GIVEN REQUEST: Return every line from the records below that contains the word "tree".

Rows of box annotation data
=-=-=-=-=
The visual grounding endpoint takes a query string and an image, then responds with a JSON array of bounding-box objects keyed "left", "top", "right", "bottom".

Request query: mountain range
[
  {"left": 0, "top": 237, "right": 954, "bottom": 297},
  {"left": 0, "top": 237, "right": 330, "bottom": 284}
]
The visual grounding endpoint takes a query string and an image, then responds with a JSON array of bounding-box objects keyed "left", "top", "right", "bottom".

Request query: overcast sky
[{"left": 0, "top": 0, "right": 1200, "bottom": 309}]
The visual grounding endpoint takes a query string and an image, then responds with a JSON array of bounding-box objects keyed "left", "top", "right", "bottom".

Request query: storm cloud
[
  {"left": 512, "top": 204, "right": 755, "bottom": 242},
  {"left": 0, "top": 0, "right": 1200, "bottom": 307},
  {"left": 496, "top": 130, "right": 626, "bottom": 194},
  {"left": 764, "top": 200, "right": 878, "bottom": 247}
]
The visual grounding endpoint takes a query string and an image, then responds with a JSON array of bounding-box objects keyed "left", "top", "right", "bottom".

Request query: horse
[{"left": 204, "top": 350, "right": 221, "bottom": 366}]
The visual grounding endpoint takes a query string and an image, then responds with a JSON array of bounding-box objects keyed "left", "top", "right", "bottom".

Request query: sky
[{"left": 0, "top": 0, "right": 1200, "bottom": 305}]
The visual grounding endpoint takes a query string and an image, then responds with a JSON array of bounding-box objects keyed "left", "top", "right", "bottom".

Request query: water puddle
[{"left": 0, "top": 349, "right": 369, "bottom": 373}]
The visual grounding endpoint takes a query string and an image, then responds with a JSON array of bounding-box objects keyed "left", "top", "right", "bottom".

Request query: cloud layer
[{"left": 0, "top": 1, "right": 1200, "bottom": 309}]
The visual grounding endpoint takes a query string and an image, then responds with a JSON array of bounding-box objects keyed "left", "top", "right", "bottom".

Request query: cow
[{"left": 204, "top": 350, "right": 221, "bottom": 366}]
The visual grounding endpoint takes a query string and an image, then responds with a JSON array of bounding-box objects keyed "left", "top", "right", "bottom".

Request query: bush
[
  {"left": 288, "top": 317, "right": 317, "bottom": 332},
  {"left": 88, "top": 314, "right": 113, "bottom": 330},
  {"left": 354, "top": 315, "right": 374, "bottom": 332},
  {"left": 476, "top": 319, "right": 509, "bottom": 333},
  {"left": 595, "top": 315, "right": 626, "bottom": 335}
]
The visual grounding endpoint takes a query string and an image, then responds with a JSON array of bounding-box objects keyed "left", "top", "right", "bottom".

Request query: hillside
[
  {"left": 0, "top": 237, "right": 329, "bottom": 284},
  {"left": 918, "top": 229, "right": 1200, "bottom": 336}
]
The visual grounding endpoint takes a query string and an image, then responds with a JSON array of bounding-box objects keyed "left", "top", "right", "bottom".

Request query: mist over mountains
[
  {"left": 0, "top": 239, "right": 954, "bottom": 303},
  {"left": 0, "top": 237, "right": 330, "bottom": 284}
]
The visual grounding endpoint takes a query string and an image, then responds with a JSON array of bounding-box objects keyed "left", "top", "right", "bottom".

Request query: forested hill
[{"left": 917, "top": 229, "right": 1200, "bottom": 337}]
=-=-=-=-=
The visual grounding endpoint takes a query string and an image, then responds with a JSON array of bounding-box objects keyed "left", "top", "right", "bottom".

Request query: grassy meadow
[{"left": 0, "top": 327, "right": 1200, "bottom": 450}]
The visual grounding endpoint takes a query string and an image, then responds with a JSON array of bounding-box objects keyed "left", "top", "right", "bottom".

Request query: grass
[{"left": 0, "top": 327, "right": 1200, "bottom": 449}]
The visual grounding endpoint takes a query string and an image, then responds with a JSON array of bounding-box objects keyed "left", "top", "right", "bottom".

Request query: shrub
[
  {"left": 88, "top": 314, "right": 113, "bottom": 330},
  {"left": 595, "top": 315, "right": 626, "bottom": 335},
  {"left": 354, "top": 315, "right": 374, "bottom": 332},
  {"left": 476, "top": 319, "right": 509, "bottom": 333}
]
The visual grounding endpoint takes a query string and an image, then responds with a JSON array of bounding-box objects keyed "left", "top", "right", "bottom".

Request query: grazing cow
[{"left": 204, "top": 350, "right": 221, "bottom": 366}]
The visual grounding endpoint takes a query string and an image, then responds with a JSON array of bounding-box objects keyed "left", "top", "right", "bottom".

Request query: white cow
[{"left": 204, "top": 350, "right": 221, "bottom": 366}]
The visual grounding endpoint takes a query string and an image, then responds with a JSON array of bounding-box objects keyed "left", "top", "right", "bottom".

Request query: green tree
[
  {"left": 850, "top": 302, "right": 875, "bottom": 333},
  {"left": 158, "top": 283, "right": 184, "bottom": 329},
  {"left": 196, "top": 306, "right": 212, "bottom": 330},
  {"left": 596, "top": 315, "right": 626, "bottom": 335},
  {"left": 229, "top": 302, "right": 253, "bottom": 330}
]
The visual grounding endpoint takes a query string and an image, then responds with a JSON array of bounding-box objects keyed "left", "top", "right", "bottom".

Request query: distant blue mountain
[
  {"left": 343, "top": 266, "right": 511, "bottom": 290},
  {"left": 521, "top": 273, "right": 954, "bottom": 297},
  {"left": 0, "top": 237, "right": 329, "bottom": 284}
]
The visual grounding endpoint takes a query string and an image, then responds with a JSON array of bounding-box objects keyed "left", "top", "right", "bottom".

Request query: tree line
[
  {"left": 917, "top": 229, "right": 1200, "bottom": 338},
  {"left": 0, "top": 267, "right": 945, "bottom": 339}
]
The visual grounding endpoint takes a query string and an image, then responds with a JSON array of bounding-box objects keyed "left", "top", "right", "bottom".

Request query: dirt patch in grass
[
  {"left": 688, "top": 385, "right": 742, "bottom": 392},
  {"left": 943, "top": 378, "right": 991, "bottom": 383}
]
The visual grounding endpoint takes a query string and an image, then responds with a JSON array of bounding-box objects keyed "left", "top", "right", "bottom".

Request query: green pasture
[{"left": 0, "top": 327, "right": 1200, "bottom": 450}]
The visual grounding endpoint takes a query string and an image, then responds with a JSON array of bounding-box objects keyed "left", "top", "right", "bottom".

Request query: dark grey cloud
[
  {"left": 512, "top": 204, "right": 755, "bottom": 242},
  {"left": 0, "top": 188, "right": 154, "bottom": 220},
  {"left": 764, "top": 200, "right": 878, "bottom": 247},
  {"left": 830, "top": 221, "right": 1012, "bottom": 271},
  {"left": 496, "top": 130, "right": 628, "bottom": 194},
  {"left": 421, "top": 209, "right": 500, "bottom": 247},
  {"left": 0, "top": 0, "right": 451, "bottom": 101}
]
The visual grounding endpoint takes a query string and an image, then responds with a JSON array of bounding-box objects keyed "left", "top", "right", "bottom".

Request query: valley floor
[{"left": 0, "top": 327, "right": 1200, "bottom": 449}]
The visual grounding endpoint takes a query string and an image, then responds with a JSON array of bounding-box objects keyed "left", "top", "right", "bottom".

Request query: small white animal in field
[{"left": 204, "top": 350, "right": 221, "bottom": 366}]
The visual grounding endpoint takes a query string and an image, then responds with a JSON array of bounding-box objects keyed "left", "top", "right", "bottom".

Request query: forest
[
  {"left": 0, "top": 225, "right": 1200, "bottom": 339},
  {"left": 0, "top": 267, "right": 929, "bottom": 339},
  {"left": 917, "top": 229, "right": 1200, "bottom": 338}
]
=-=-=-=-=
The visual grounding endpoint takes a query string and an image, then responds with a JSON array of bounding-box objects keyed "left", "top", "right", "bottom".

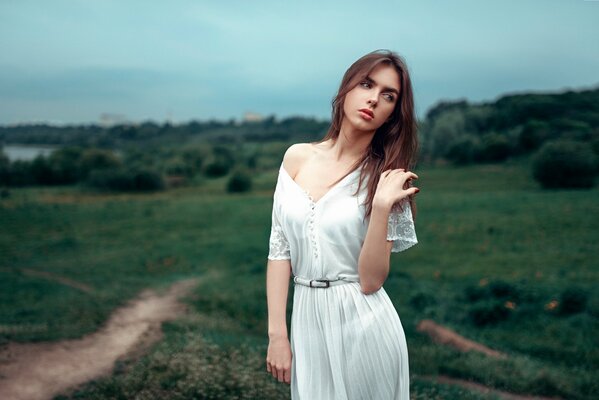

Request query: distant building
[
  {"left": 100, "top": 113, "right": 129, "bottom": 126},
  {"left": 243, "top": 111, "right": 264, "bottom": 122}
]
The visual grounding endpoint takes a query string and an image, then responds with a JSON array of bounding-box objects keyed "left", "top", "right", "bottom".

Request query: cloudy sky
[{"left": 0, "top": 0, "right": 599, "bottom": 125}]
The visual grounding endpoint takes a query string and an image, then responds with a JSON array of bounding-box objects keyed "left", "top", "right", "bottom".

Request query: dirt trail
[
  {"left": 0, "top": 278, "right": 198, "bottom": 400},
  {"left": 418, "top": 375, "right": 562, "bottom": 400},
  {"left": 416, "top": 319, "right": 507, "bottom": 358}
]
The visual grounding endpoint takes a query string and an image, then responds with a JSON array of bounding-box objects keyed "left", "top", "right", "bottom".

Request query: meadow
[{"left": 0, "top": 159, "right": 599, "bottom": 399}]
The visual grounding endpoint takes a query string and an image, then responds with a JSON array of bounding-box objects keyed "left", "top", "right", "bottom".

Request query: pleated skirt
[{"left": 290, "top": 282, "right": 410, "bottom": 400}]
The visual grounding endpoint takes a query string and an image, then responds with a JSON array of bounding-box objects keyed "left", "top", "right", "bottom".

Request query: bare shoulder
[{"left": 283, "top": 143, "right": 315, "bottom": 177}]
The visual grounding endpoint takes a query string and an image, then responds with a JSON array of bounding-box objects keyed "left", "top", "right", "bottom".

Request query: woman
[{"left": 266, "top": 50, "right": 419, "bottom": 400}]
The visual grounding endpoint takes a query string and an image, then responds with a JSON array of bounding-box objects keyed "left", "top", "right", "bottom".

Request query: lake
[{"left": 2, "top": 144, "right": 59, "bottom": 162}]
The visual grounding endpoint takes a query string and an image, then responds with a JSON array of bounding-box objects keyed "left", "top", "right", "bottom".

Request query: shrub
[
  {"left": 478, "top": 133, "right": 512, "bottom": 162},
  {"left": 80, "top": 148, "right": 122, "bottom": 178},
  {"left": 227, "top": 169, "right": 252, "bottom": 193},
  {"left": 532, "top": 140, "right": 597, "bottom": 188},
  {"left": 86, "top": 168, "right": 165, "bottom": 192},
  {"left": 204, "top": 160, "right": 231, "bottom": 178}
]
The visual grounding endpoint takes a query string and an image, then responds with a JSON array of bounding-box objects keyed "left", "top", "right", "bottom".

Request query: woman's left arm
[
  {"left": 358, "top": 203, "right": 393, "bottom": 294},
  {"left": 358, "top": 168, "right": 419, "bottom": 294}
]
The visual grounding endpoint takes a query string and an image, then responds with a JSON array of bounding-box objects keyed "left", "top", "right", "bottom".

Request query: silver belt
=-=-=-=-=
WRITTEN ANSWER:
Request query: green tree
Request query: tree line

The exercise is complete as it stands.